# [STATED EXERCISE 1]
Please repeat the stretch of the StudentSyn results text from "Table 1: This" through "of human experts.", swapping "baselines" for "benchmarks".
# [STATED EXERCISE 2]
For each statement, answer yes or no on whether it agrees with the StudentSyn results text, quoting the words that decide it: (a) Simple baselines perform well on both measures. (b) The numbers for TutorSS are averaged across three separate human experts. (c) Lower values are better.

Method	Generative Performance		Discriminative Performance
	Reference task	Reference task	Reference task	Reference task
	$\text{{T}}^{\textnormal{4}}$	$\text{{T}}^{\textnormal{18}}$	$\text{{T}}^{\textnormal{4}}$	$\text{{T}}^{\textnormal{18}}$
RandD¹	$1.00$	$1.00$	$10.15$	$10.10$
EditD¹	$1.00$	$1.00$	$30.83$	$47.06$
EditEmbD¹	$1.00$	$1.00$	$42.94$	$47.11$
TutorSS¹	$3.85$	$3.91$	$89.81$	$85.19$
TutorSS¹	$3.89$	$3.94$	$91.67$	$83.33$
TutorSS²	$3.72$	$3.89$	$91.67$	$88.89$
TutorSS³	$3.94$	$3.89$	$86.11$	$83.33$

Table 1: This table shows initial results on StudentSyn in terms of the generative and discriminative performance measures. The values are in the range

[1.0,4.0]

for generative performance and in the range

[0.0,100.0]

for discriminative performance—higher values being better. Human experts (TutorSS) can achieve high performance on both the measures, whereas simple baselines perform poorly. The numbers reported for TutorSS are computed by averaging across three separate human experts (TutorSS¹, TutorSS², and TutorSS³). See Section 3.3 for details.

3.3 Initial Results

As a starting point, we design a few simple baselines and compare their performance with that of human experts.

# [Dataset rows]
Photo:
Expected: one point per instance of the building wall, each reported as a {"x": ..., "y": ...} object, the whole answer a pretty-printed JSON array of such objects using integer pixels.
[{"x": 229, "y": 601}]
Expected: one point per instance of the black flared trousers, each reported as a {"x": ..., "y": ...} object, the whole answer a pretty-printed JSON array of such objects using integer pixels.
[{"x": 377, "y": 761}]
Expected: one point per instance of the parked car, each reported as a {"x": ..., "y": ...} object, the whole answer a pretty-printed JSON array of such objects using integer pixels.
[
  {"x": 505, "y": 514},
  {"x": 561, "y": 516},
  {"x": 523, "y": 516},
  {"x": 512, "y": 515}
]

# [PROBLEM SOLUTION 1]
Table 1: This table shows initial results on StudentSyn in terms of the generative and discriminative performance measures. The values are in the range

[1.0,4.0]

for generative performance and in the range

[0.0,100.0]

for discriminative performance—higher values being better. Human experts (TutorSS) can achieve high performance on both the measures, whereas simple benchmarks perform poorly. The numbers reported for TutorSS are computed by averaging across three separate human experts (TutorSS¹, TutorSS², and TutorSS³). See Section 3.3 for details.

3.3 Initial Results

As a starting point, we design a few simple benchmarks and compare their performance with that of human experts.

# [PROBLEM SOLUTION 2]
(a) No: "whereas simple baselines perform poorly"
(b) Yes: "computed by averaging across three separate human experts"
(c) No: "higher values being better"